START DATASET

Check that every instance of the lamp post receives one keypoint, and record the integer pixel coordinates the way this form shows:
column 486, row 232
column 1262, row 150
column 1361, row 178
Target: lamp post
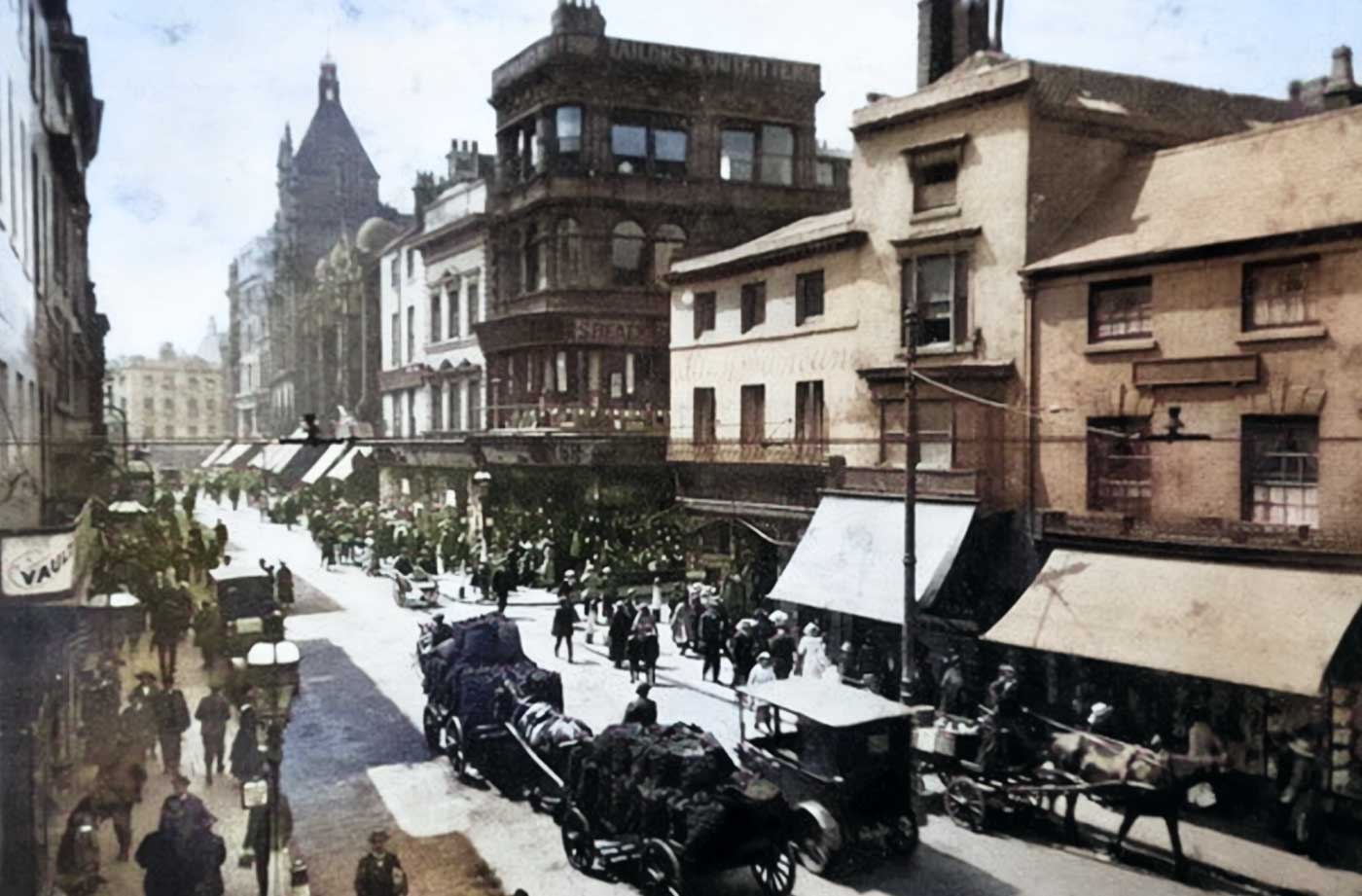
column 272, row 670
column 908, row 658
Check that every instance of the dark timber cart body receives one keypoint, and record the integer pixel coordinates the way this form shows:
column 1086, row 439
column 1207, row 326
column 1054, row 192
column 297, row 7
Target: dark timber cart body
column 666, row 804
column 467, row 701
column 842, row 759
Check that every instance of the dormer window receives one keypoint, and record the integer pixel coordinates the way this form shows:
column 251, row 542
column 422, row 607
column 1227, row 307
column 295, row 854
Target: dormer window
column 936, row 170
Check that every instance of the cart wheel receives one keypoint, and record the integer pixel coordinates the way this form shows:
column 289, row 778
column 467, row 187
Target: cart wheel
column 431, row 725
column 775, row 873
column 578, row 843
column 814, row 845
column 903, row 835
column 453, row 746
column 966, row 804
column 660, row 869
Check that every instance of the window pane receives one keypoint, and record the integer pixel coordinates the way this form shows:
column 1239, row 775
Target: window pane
column 737, row 156
column 776, row 156
column 628, row 140
column 1121, row 310
column 568, row 125
column 669, row 146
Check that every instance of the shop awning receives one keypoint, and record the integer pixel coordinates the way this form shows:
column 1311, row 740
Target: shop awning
column 329, row 459
column 1260, row 627
column 850, row 559
column 217, row 452
column 344, row 467
column 233, row 453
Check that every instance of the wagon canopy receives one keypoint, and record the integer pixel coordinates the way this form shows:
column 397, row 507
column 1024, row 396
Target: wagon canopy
column 1263, row 627
column 826, row 702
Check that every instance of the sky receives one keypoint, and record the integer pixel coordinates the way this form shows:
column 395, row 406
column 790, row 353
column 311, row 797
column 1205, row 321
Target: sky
column 197, row 92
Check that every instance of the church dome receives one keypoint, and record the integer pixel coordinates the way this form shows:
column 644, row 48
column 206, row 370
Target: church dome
column 376, row 233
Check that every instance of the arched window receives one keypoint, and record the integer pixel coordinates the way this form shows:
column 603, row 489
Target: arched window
column 569, row 252
column 627, row 244
column 667, row 241
column 534, row 268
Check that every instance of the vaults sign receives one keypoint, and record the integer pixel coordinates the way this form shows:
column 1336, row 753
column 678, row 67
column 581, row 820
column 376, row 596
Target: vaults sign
column 37, row 565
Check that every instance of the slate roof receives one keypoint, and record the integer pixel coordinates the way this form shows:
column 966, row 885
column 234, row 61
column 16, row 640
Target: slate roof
column 1147, row 104
column 1296, row 177
column 329, row 140
column 772, row 247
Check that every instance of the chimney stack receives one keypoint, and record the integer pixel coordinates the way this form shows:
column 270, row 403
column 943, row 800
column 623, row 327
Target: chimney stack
column 949, row 33
column 1342, row 90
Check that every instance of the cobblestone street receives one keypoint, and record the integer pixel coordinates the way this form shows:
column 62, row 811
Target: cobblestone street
column 356, row 760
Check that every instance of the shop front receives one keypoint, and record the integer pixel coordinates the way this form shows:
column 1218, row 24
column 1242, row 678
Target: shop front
column 1270, row 657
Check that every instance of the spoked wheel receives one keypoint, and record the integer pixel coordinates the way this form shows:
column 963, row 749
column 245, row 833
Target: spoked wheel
column 431, row 725
column 966, row 804
column 660, row 869
column 816, row 845
column 453, row 746
column 903, row 835
column 578, row 843
column 775, row 873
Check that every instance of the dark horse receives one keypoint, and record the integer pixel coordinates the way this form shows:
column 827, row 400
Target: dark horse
column 1132, row 779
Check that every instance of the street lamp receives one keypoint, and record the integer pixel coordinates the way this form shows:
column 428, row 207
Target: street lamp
column 272, row 670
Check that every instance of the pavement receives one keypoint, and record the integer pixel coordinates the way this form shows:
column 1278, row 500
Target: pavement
column 356, row 760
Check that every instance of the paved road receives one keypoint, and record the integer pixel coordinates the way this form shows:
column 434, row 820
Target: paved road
column 356, row 760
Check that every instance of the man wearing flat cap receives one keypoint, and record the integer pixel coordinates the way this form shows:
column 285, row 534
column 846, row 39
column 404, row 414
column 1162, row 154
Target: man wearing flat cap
column 642, row 711
column 380, row 872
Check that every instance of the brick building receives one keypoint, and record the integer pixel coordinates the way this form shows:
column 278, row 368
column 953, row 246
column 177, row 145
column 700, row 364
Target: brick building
column 613, row 159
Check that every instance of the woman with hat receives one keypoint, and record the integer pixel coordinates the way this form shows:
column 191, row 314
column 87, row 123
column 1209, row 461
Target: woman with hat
column 380, row 872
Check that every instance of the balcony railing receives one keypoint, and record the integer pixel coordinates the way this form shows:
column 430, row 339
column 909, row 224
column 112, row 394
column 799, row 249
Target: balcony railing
column 639, row 419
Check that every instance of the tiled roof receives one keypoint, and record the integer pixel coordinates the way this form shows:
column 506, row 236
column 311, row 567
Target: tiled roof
column 1286, row 179
column 794, row 235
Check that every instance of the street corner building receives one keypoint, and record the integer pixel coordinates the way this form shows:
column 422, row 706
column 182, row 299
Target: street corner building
column 54, row 462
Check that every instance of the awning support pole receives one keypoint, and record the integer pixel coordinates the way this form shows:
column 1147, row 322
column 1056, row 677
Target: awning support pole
column 908, row 660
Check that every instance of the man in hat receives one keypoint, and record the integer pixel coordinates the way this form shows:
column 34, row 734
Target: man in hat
column 183, row 813
column 380, row 872
column 642, row 711
column 172, row 722
column 213, row 714
column 952, row 687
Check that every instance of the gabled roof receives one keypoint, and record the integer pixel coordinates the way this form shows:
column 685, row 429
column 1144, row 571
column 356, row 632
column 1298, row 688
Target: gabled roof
column 1297, row 177
column 329, row 140
column 820, row 233
column 1178, row 112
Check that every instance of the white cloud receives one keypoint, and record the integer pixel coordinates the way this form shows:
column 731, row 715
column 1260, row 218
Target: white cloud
column 197, row 94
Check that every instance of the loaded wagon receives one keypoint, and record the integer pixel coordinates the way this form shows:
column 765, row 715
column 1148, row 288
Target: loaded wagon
column 841, row 756
column 666, row 805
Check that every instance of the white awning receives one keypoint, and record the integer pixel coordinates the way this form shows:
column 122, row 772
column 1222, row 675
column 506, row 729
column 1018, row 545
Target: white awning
column 850, row 559
column 329, row 457
column 1263, row 627
column 233, row 453
column 217, row 452
column 344, row 467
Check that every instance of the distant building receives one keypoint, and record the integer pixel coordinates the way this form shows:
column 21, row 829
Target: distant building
column 433, row 286
column 172, row 405
column 327, row 190
column 615, row 159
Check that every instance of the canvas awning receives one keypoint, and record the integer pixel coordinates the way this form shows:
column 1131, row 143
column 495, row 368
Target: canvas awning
column 217, row 452
column 329, row 457
column 850, row 559
column 344, row 467
column 1263, row 627
column 233, row 453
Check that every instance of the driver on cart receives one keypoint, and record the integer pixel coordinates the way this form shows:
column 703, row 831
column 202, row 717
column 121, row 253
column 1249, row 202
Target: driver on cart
column 1005, row 743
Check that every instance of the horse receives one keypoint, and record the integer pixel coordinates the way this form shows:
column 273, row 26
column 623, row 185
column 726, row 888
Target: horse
column 1137, row 780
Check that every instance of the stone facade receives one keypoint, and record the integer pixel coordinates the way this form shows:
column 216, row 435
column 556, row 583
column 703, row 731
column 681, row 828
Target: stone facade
column 283, row 356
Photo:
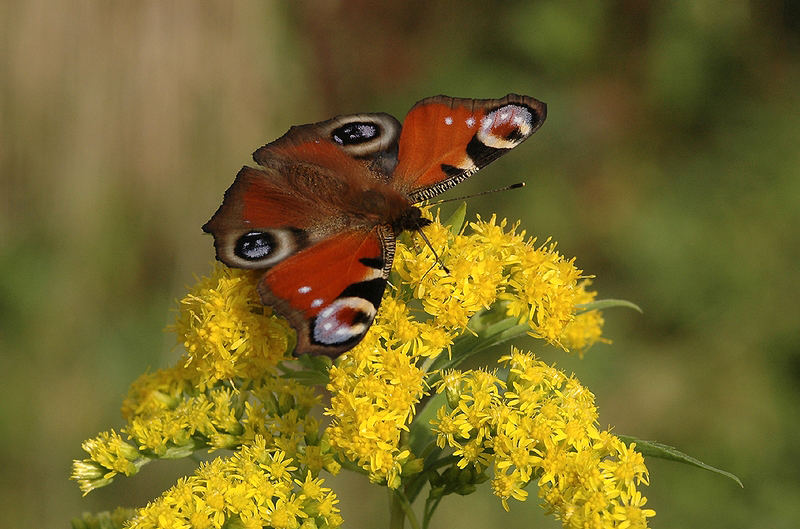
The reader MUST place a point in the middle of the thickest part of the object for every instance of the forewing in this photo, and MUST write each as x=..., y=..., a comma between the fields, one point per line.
x=445, y=140
x=345, y=145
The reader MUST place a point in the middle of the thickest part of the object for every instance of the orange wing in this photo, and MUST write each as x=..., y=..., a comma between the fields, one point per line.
x=330, y=292
x=445, y=140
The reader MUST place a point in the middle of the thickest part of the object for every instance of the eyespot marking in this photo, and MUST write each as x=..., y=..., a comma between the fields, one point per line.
x=346, y=319
x=355, y=133
x=255, y=245
x=506, y=127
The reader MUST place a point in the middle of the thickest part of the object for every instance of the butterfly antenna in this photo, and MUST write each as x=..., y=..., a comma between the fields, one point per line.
x=436, y=255
x=506, y=188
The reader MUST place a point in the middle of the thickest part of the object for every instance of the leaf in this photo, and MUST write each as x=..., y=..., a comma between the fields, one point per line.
x=491, y=328
x=602, y=304
x=662, y=451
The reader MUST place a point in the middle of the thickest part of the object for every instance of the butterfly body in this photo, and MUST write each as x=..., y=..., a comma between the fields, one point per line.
x=321, y=213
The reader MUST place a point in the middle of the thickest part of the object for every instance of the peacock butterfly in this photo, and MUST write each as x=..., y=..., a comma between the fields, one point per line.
x=321, y=213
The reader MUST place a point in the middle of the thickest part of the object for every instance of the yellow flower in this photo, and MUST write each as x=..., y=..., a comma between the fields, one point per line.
x=254, y=488
x=231, y=389
x=543, y=429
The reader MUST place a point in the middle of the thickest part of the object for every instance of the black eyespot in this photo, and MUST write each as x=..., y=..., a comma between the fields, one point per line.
x=254, y=246
x=355, y=133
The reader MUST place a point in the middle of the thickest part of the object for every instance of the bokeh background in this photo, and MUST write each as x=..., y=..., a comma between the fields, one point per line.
x=669, y=165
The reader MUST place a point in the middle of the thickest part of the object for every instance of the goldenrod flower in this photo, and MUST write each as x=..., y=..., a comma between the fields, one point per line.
x=540, y=425
x=232, y=389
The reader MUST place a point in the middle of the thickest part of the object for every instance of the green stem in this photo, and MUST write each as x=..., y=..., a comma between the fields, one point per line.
x=397, y=515
x=400, y=510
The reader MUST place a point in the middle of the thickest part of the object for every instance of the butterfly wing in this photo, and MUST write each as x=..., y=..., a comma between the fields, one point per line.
x=325, y=271
x=330, y=292
x=369, y=140
x=445, y=140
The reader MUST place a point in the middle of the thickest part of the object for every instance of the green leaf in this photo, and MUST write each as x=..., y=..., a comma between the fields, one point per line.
x=491, y=328
x=456, y=221
x=602, y=304
x=314, y=370
x=662, y=451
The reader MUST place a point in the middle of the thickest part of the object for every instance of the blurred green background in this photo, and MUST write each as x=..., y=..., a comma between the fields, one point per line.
x=669, y=165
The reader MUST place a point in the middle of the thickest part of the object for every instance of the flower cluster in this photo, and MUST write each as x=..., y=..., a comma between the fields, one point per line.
x=233, y=389
x=540, y=425
x=253, y=489
x=492, y=263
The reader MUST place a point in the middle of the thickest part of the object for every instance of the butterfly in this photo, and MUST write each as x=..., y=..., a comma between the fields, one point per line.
x=321, y=213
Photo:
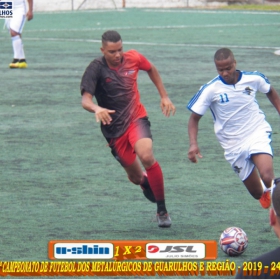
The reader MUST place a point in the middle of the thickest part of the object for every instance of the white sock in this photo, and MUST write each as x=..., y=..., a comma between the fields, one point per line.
x=18, y=47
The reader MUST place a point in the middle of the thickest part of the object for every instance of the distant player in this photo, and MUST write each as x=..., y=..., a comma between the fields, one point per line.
x=15, y=26
x=239, y=124
x=269, y=261
x=112, y=80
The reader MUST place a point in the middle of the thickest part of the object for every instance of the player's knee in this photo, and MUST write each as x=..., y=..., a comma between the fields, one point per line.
x=267, y=179
x=256, y=193
x=135, y=178
x=147, y=160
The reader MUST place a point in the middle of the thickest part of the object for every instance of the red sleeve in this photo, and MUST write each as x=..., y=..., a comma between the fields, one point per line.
x=144, y=63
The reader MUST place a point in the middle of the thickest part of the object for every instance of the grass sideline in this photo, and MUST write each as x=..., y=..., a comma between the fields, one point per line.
x=58, y=178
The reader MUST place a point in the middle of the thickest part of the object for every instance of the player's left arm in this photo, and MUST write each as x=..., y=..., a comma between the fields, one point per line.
x=166, y=104
x=29, y=14
x=274, y=98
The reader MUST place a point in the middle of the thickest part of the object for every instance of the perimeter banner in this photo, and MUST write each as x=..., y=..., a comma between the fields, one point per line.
x=131, y=258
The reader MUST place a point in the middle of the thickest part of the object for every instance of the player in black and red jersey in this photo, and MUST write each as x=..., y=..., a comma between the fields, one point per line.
x=112, y=80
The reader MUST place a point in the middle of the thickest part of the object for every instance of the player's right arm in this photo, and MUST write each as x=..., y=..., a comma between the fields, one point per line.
x=194, y=151
x=101, y=114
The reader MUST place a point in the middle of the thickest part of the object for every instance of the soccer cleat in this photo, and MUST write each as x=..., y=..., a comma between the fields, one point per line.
x=18, y=64
x=163, y=219
x=22, y=64
x=265, y=199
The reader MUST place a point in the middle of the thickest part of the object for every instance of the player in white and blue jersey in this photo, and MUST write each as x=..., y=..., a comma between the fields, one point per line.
x=239, y=123
x=15, y=26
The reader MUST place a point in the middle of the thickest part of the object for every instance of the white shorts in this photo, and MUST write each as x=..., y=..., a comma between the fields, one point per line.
x=240, y=158
x=17, y=22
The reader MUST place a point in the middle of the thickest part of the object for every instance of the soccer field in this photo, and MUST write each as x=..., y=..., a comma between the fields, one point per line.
x=58, y=178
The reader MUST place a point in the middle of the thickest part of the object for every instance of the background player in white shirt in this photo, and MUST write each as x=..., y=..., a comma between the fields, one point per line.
x=15, y=26
x=239, y=124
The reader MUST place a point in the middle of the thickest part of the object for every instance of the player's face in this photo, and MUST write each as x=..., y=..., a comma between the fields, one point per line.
x=113, y=53
x=227, y=70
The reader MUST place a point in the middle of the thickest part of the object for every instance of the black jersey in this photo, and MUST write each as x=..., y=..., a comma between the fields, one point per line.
x=117, y=90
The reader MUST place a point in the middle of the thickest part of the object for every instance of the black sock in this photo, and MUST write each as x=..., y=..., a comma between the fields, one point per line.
x=161, y=209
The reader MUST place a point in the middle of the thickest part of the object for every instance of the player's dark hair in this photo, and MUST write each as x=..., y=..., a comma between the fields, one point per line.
x=111, y=36
x=222, y=54
x=276, y=197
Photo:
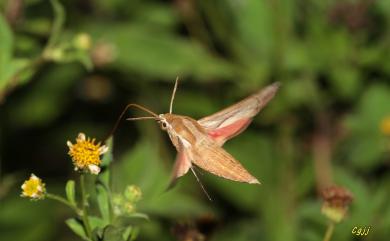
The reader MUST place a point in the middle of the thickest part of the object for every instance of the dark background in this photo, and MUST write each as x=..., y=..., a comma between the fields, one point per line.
x=329, y=123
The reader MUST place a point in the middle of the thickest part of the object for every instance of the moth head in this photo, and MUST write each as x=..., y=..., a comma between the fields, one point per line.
x=163, y=122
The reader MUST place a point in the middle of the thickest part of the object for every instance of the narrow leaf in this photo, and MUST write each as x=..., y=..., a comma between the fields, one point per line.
x=77, y=228
x=103, y=202
x=70, y=192
x=58, y=23
x=6, y=47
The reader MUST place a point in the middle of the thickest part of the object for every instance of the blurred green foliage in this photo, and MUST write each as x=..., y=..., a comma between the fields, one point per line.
x=326, y=125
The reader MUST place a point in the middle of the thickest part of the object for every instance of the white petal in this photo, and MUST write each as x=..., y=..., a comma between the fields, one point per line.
x=103, y=149
x=81, y=136
x=69, y=144
x=94, y=169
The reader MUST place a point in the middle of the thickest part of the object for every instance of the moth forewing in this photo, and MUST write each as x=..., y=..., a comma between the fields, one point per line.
x=199, y=142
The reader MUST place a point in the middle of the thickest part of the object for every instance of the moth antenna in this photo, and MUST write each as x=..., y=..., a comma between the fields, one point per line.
x=201, y=185
x=173, y=95
x=142, y=118
x=124, y=112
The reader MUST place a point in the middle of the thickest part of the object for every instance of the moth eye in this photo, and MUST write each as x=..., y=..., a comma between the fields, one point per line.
x=164, y=125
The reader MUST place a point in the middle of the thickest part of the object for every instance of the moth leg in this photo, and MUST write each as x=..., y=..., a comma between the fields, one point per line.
x=182, y=164
x=200, y=183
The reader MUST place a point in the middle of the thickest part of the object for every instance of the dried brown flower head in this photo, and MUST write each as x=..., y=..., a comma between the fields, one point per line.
x=336, y=202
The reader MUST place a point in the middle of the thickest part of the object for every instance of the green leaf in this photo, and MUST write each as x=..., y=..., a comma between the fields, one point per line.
x=132, y=219
x=6, y=48
x=137, y=51
x=112, y=233
x=108, y=157
x=58, y=23
x=70, y=192
x=77, y=228
x=103, y=202
x=97, y=222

END DATASET

### EXERCISE DESCRIPTION
Using only the entries above, output the line with "column 799, row 249", the line with "column 34, row 734", and all lines between them, exactly as they stand.

### ANSWER SECTION
column 799, row 249
Target: balcony railing
column 639, row 419
Check that every instance of the tiled roof receives one keypoint, and record the integer pixel coordinates the way this form shows:
column 506, row 236
column 311, row 567
Target: tiled roof
column 1286, row 179
column 794, row 235
Check that every instance of the street corner building receives one keypoint, and record the integer pixel coordinates the way this form shows:
column 422, row 706
column 182, row 299
Target: street corner building
column 54, row 462
Check that every instance of the awning support pole receives one keypoint, and record the integer pixel coordinates the way this form shows:
column 1147, row 322
column 1056, row 677
Target: awning support pole
column 908, row 660
Check that every instance of the man in hat receives one keypoint, and record the integer pixel coordinates the way this form shows:
column 34, row 734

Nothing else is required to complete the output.